* **WHAT YOU WILL DO**: Pick out every line in the items below that contains the string "cactus", and copy each of those lines. Case counts.

##### AVAILABLE DATA #####

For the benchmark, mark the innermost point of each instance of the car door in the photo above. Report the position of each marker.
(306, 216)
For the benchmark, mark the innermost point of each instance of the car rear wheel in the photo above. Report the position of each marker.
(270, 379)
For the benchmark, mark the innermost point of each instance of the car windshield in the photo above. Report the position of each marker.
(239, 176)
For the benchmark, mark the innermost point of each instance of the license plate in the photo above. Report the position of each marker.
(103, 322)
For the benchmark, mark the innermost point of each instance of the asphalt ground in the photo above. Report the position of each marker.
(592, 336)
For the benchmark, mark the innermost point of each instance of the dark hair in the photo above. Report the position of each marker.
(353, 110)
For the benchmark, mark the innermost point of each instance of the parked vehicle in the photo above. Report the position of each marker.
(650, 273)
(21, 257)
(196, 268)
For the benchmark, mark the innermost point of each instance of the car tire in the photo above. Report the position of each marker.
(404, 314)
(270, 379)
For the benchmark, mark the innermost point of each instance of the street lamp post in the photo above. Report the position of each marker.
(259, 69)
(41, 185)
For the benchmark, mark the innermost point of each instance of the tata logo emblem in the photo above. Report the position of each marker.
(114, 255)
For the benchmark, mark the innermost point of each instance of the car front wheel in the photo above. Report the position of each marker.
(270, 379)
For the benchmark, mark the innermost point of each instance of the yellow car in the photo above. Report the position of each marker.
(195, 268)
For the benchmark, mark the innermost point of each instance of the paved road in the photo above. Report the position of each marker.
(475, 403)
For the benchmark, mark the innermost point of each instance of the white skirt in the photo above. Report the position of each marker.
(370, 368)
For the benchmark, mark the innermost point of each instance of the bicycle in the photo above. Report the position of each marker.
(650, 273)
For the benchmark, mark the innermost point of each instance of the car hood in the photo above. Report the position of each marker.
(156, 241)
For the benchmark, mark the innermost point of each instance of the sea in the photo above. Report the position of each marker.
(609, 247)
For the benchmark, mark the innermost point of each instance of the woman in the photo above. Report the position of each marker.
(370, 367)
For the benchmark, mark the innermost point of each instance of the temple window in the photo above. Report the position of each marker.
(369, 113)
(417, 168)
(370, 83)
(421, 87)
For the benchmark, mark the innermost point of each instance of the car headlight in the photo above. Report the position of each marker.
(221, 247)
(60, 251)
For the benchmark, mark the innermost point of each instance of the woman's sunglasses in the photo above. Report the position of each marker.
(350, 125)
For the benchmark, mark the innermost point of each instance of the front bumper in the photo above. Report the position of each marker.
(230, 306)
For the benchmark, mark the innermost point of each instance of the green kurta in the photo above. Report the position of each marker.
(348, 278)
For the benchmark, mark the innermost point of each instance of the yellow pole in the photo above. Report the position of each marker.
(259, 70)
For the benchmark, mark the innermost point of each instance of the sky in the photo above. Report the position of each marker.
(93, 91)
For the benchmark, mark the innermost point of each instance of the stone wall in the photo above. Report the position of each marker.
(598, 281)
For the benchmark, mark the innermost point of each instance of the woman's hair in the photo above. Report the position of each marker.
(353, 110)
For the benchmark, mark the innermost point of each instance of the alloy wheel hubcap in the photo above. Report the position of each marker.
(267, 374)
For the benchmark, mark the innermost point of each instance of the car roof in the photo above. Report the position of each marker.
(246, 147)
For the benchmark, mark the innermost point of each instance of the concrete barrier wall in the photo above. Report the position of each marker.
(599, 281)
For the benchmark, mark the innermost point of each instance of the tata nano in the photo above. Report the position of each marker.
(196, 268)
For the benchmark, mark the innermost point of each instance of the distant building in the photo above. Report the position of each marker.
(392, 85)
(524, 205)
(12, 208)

#####
##### AVAILABLE DATA #####

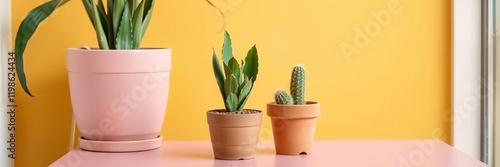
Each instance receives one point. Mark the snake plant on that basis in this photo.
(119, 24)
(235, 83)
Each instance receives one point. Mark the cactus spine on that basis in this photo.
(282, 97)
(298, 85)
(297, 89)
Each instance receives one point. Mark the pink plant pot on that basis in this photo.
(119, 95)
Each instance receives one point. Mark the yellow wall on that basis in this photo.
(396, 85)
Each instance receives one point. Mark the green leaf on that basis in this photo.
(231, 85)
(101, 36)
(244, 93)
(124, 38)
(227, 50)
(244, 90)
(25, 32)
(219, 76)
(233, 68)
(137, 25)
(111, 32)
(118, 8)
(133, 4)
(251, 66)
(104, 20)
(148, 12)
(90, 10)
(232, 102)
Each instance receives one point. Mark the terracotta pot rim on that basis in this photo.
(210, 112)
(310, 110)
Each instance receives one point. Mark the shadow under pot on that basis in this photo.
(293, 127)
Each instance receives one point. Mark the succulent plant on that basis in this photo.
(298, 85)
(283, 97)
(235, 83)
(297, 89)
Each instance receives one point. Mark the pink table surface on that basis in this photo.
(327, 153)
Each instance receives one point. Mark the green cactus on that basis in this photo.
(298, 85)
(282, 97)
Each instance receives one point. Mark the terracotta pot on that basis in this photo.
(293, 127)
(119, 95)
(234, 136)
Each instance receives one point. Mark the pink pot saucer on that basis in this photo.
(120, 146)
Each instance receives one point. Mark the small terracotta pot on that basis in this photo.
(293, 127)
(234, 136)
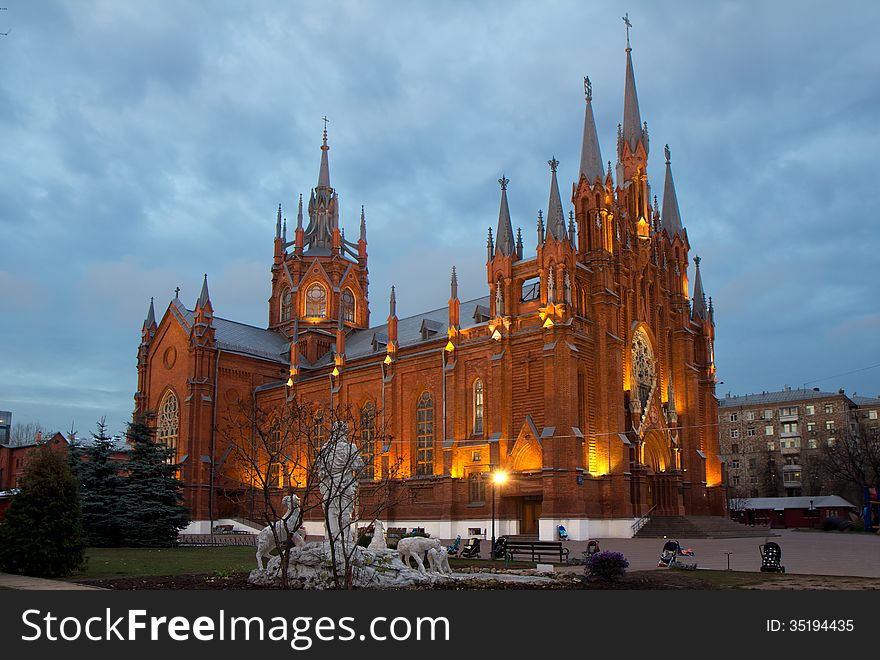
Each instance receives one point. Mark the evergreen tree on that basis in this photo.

#####

* **OUTPUT FOR THIS EXERCISE**:
Each instance receives one point. Mark the cactus spine on that basis in this photo.
Each instance receives one point. Mark the green cactus on that basis in this photo.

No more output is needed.